**Dataset excerpt**

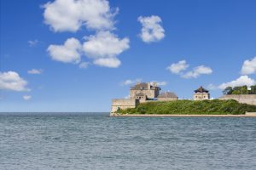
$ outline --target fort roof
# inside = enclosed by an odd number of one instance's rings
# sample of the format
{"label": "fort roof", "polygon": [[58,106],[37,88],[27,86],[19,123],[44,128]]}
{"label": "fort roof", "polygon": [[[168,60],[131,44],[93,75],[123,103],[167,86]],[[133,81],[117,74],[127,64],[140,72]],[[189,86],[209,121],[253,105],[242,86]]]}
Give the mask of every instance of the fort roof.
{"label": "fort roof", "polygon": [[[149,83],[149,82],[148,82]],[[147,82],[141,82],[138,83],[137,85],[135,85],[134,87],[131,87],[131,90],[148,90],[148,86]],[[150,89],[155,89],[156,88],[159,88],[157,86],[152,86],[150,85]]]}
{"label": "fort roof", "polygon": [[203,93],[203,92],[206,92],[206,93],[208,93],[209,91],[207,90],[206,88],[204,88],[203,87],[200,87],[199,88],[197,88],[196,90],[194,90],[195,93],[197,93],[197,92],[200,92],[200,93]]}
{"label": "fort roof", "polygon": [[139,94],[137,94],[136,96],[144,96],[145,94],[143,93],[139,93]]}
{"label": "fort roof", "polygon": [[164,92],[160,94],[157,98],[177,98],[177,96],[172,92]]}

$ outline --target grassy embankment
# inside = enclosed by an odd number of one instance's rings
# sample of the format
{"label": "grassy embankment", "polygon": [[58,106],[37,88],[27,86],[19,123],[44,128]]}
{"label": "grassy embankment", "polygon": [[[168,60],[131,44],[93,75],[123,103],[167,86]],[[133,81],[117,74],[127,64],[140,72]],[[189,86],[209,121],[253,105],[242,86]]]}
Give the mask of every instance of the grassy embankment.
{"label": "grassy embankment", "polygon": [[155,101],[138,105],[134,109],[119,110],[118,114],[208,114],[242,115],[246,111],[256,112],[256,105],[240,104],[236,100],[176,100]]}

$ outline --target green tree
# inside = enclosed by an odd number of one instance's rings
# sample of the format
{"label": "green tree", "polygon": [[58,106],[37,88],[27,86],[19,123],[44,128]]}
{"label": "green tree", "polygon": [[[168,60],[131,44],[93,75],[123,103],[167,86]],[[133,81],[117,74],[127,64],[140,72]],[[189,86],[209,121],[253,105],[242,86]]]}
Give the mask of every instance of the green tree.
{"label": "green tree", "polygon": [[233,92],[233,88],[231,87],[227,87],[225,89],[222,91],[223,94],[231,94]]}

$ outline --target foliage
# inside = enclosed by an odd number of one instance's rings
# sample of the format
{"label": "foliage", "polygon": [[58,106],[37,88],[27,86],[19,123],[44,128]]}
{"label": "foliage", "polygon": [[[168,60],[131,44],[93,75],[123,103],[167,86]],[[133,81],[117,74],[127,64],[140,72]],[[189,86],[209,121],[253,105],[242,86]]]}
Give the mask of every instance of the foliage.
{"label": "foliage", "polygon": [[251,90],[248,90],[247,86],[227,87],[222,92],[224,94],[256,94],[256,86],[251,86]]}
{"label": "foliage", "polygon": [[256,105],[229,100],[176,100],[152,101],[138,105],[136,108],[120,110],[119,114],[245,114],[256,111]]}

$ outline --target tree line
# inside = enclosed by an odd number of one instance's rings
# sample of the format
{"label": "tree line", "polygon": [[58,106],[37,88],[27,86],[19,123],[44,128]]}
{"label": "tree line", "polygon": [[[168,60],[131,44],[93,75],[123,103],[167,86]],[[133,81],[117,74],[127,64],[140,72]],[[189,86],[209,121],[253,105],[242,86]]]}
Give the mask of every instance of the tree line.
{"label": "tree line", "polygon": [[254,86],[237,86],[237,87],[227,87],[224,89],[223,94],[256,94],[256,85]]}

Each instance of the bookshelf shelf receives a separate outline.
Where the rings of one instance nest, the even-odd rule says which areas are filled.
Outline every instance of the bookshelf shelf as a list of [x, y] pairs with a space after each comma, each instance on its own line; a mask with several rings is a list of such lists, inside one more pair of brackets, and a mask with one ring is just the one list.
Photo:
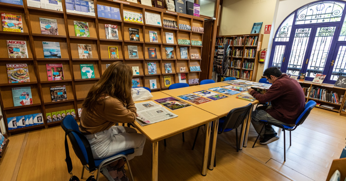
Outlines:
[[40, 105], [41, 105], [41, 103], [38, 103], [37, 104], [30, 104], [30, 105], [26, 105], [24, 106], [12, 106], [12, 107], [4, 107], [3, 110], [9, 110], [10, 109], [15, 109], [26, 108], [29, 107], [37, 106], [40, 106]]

**Short task**
Rewrite all of the material above, replacing every occurrence of "mask" with "region" and changing nothing else. Omit the pictures from your answer.

**Solution**
$ outline --target fort roof
# inside = enclosed by an odd number of one instance's rings
# sample of the format
{"label": "fort roof", "polygon": [[58,106],[37,88],[27,86],[19,123],[44,128]]}
{"label": "fort roof", "polygon": [[[168,60],[131,44],[93,75],[123,103],[167,86]],[[133,81],[117,74],[127,64],[140,72]],[[189,86],[209,121],[253,105],[242,86]]]}
Give the region of every instance of the fort roof.
{"label": "fort roof", "polygon": [[[149,83],[149,82],[148,82]],[[147,82],[141,82],[138,83],[137,85],[135,85],[134,87],[131,87],[131,90],[148,90],[148,86]],[[150,89],[155,89],[156,88],[159,88],[157,86],[152,86],[150,85]]]}
{"label": "fort roof", "polygon": [[203,93],[203,92],[206,92],[206,93],[208,93],[209,91],[207,90],[206,88],[204,88],[203,87],[200,87],[199,88],[197,88],[196,90],[194,90],[195,93],[197,93],[197,92],[200,92],[200,93]]}
{"label": "fort roof", "polygon": [[139,94],[137,94],[136,96],[144,96],[145,94],[143,93],[139,93]]}
{"label": "fort roof", "polygon": [[164,92],[160,94],[157,98],[177,98],[177,96],[172,92]]}

$ outline --target grassy embankment
# inside = enclosed by an odd number of one instance's rings
# sample of the format
{"label": "grassy embankment", "polygon": [[58,106],[37,88],[27,86],[19,123],[44,128]]}
{"label": "grassy embankment", "polygon": [[[168,60],[131,44],[93,75],[123,103],[167,86]],[[133,81],[117,74],[127,64],[140,72]],[[189,86],[209,121],[253,105],[242,86]]]}
Give the region of every instance of the grassy embankment.
{"label": "grassy embankment", "polygon": [[155,101],[138,105],[134,109],[119,110],[118,114],[208,114],[242,115],[246,111],[256,112],[256,105],[240,104],[236,100],[176,100]]}

$ outline --target green tree
# inside = enclosed by an odd number of one instance's rings
# sample of the format
{"label": "green tree", "polygon": [[58,106],[37,88],[27,86],[19,123],[44,128]]}
{"label": "green tree", "polygon": [[[168,60],[131,44],[93,75],[123,103],[167,86]],[[133,81],[117,74],[127,64],[140,72]],[[189,86],[209,121],[253,105],[242,86]]]}
Give the region of every instance of the green tree.
{"label": "green tree", "polygon": [[233,92],[233,88],[231,87],[227,87],[225,89],[222,91],[223,94],[231,94]]}

$ outline --target foliage
# inside = enclosed by an odd number of one instance's rings
# sample of the format
{"label": "foliage", "polygon": [[58,106],[37,88],[27,86],[19,123],[44,128]]}
{"label": "foliage", "polygon": [[[168,60],[131,44],[93,75],[123,103],[167,86]],[[133,81],[117,74],[127,64],[140,72]],[[189,86],[209,121],[253,105],[242,86]]]}
Give the region of every instance of the foliage.
{"label": "foliage", "polygon": [[251,90],[248,90],[247,86],[227,87],[222,92],[224,94],[256,94],[256,86],[251,86]]}
{"label": "foliage", "polygon": [[256,105],[229,100],[176,100],[152,101],[138,105],[136,108],[120,110],[119,114],[245,114],[256,111]]}

$ outline --target tree line
# inside = enclosed by an odd number of one instance's rings
# sample of the format
{"label": "tree line", "polygon": [[58,106],[37,88],[27,86],[19,123],[44,128]]}
{"label": "tree line", "polygon": [[[168,60],[131,44],[93,75],[123,103],[167,86]],[[133,81],[117,74],[127,64],[140,72]],[[189,86],[209,121],[253,105],[242,86]]]}
Give the region of every instance of the tree line.
{"label": "tree line", "polygon": [[254,86],[237,86],[237,87],[227,87],[224,89],[223,94],[256,94],[256,85]]}

Each instance of the bookshelf shelf receives a separate outline.
Where the rings of one instance nest, the even-odd rule says which areas are filled.
Outline every instance of the bookshelf shelf as a list of [x, y] pairs with a space after each comma, each instance on its own line; a region with several rings is a list of such lists, inside one more pair of brackets, and a region with one ring is just the one list.
Photo:
Outlines:
[[40, 105], [41, 105], [41, 103], [38, 103], [37, 104], [30, 104], [30, 105], [26, 105], [24, 106], [12, 106], [12, 107], [4, 107], [3, 110], [9, 110], [10, 109], [15, 109], [26, 108], [29, 107], [37, 106], [40, 106]]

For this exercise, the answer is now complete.